Spatial localization data:

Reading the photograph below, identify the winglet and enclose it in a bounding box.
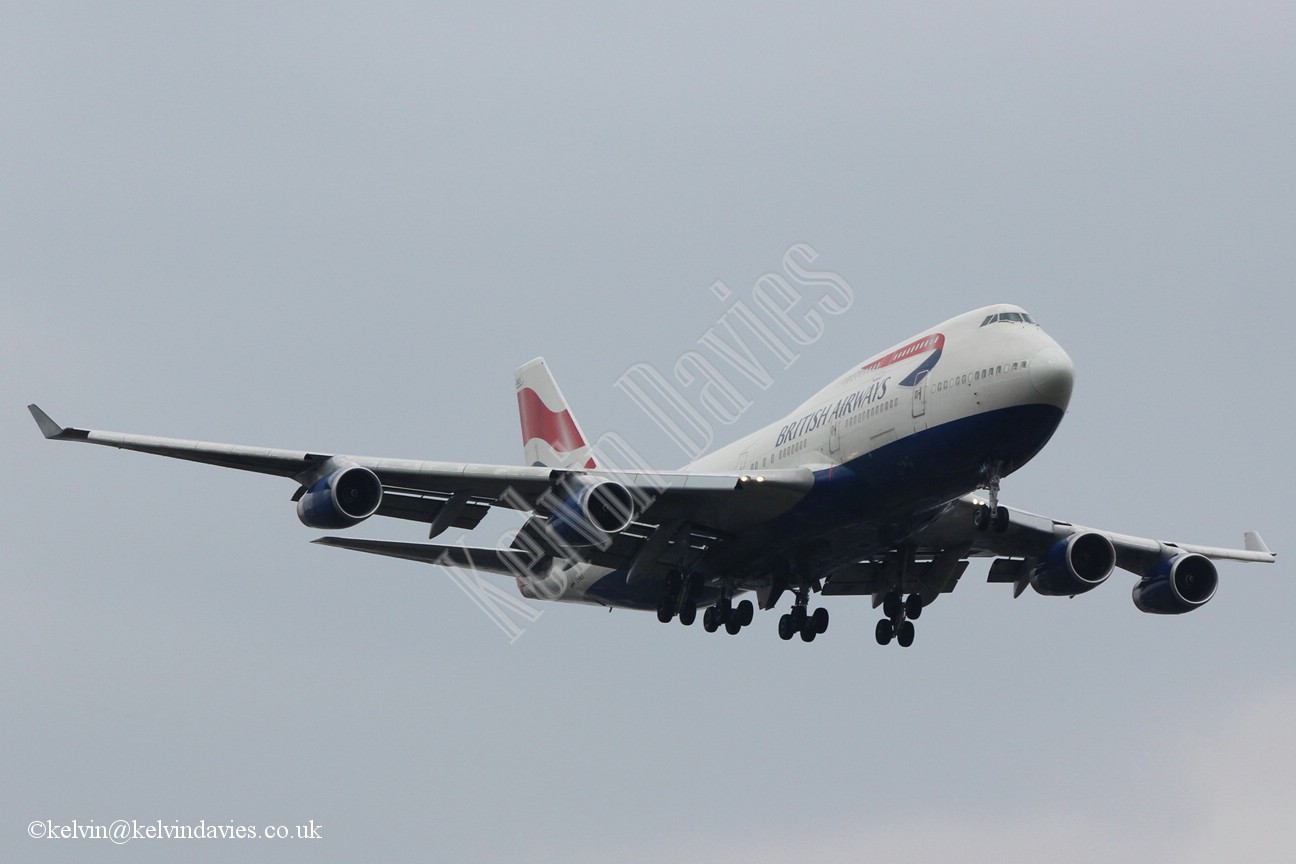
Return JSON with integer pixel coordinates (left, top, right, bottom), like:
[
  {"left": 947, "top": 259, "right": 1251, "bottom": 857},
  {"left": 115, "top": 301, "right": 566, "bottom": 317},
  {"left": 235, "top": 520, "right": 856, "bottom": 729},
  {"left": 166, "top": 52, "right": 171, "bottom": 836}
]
[
  {"left": 27, "top": 405, "right": 87, "bottom": 440},
  {"left": 1244, "top": 531, "right": 1274, "bottom": 557}
]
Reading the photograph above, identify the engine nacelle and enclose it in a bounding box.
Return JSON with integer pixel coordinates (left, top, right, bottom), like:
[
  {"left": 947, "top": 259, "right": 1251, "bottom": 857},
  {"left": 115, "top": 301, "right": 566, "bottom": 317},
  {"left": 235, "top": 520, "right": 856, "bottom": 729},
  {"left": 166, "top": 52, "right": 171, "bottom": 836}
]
[
  {"left": 296, "top": 465, "right": 383, "bottom": 529},
  {"left": 549, "top": 477, "right": 638, "bottom": 546},
  {"left": 1031, "top": 531, "right": 1117, "bottom": 597},
  {"left": 1132, "top": 553, "right": 1218, "bottom": 614}
]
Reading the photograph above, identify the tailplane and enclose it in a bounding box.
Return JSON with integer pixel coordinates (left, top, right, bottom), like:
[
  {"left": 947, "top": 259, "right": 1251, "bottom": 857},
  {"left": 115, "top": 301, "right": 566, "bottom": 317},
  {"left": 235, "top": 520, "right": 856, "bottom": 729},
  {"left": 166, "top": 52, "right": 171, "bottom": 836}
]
[{"left": 515, "top": 358, "right": 596, "bottom": 469}]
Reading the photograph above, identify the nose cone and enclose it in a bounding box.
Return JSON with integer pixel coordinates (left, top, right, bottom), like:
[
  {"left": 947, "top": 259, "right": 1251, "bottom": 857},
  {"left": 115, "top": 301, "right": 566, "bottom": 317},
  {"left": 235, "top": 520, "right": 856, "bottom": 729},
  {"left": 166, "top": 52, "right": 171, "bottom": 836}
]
[{"left": 1029, "top": 343, "right": 1074, "bottom": 409}]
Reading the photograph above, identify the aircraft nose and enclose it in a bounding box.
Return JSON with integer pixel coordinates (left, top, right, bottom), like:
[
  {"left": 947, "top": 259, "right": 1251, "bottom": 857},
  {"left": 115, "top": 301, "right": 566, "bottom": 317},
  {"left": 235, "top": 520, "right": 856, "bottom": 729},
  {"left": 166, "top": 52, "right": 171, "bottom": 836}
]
[{"left": 1029, "top": 343, "right": 1075, "bottom": 409}]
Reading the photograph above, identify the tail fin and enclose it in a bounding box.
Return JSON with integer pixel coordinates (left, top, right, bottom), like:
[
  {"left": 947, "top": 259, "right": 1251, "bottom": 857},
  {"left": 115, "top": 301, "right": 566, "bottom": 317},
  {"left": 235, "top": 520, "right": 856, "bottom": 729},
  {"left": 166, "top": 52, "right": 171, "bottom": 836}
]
[{"left": 515, "top": 358, "right": 596, "bottom": 469}]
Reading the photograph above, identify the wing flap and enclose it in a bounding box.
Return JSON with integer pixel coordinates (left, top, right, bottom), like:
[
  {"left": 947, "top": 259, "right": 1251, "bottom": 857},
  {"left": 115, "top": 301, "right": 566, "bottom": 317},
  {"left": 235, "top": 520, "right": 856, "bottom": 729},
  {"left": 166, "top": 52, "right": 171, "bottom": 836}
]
[{"left": 374, "top": 490, "right": 491, "bottom": 533}]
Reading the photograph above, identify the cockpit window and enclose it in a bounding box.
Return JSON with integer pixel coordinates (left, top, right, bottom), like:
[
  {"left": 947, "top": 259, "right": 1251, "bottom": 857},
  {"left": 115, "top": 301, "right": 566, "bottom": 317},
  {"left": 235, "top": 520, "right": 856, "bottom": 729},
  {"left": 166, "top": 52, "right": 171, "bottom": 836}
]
[{"left": 980, "top": 311, "right": 1036, "bottom": 326}]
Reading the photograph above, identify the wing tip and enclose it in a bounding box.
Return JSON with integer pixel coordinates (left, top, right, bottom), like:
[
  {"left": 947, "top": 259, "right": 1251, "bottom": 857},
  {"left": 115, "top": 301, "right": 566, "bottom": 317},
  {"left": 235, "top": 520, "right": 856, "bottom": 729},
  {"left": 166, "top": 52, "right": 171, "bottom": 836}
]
[
  {"left": 1244, "top": 531, "right": 1274, "bottom": 558},
  {"left": 28, "top": 404, "right": 70, "bottom": 439}
]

> **Task requirements**
A verbatim transcription is required of the lines from the one with "Reading the photograph above, identify the wing tip" through the final line of the entries above, and of nothing else.

> **Response to the exercise**
Reading the photograph above, identify the wing tip and enclose it in a bounding box.
Return JSON with integer pixel coordinates (left, top, right, bottom), like:
[
  {"left": 947, "top": 259, "right": 1251, "bottom": 857},
  {"left": 115, "top": 301, "right": 566, "bottom": 317},
  {"left": 235, "top": 520, "right": 856, "bottom": 729},
  {"left": 166, "top": 52, "right": 171, "bottom": 836}
]
[
  {"left": 1244, "top": 531, "right": 1274, "bottom": 558},
  {"left": 28, "top": 404, "right": 70, "bottom": 439}
]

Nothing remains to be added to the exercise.